(REQUIREMENT):
Report every line in the rows below that contains the string "positive", copying each such line in full.

(DATA EXTRACT):
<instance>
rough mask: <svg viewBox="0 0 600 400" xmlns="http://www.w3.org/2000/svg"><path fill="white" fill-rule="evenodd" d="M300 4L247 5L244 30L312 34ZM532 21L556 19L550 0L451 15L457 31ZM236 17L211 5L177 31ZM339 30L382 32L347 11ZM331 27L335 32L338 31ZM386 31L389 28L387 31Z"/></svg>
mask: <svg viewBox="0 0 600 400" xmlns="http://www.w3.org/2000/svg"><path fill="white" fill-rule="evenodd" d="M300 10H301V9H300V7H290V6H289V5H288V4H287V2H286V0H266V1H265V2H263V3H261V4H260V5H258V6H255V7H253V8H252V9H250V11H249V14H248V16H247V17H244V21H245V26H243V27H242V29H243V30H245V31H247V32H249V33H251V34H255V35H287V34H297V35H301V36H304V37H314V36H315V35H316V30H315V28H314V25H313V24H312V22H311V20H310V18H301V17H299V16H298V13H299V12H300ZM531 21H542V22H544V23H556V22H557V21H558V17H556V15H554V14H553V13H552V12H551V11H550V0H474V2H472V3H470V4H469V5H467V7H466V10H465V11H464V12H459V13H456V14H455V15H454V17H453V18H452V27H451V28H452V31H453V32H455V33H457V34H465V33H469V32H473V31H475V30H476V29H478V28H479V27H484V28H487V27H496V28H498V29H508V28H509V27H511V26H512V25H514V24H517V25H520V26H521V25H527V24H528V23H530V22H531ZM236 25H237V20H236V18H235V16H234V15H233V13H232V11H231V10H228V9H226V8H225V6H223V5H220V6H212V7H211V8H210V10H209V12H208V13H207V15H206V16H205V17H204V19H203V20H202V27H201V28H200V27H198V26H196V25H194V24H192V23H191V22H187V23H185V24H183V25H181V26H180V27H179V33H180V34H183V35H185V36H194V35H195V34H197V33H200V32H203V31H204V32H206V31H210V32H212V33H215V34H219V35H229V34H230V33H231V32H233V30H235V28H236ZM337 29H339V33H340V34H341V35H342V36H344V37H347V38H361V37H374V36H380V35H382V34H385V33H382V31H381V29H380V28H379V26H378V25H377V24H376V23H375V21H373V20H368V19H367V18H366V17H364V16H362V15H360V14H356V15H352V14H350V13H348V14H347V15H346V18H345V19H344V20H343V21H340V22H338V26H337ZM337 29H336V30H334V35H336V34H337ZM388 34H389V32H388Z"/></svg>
--
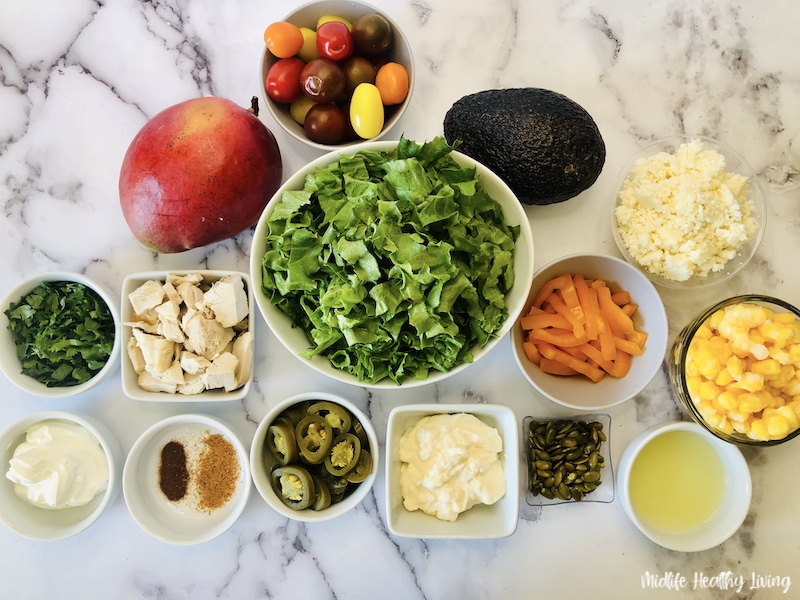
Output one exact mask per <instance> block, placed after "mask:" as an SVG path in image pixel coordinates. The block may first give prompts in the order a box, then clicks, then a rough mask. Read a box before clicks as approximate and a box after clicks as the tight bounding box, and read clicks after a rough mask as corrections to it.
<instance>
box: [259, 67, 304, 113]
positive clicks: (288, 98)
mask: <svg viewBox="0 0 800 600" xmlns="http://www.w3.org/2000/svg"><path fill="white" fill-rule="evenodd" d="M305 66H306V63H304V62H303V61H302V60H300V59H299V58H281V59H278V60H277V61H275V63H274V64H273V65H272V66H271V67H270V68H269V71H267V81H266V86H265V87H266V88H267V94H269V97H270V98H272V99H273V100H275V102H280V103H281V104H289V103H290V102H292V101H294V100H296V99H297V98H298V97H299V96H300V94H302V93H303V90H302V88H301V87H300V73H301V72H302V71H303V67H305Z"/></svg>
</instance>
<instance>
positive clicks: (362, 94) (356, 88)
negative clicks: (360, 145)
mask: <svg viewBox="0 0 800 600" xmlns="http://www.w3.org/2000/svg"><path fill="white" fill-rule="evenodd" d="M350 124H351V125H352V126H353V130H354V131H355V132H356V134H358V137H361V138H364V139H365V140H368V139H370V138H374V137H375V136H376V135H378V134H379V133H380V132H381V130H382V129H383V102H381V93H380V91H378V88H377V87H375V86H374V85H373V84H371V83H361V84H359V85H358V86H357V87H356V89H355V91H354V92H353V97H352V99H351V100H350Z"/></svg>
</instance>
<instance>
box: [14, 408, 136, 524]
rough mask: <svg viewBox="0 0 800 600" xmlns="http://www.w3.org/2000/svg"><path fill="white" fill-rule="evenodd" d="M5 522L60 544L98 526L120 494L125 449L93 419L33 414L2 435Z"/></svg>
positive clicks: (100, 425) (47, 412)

(TASK RESPONSE):
positive clicks: (288, 98)
positive clicks: (362, 94) (356, 88)
positive clicks: (100, 425) (47, 412)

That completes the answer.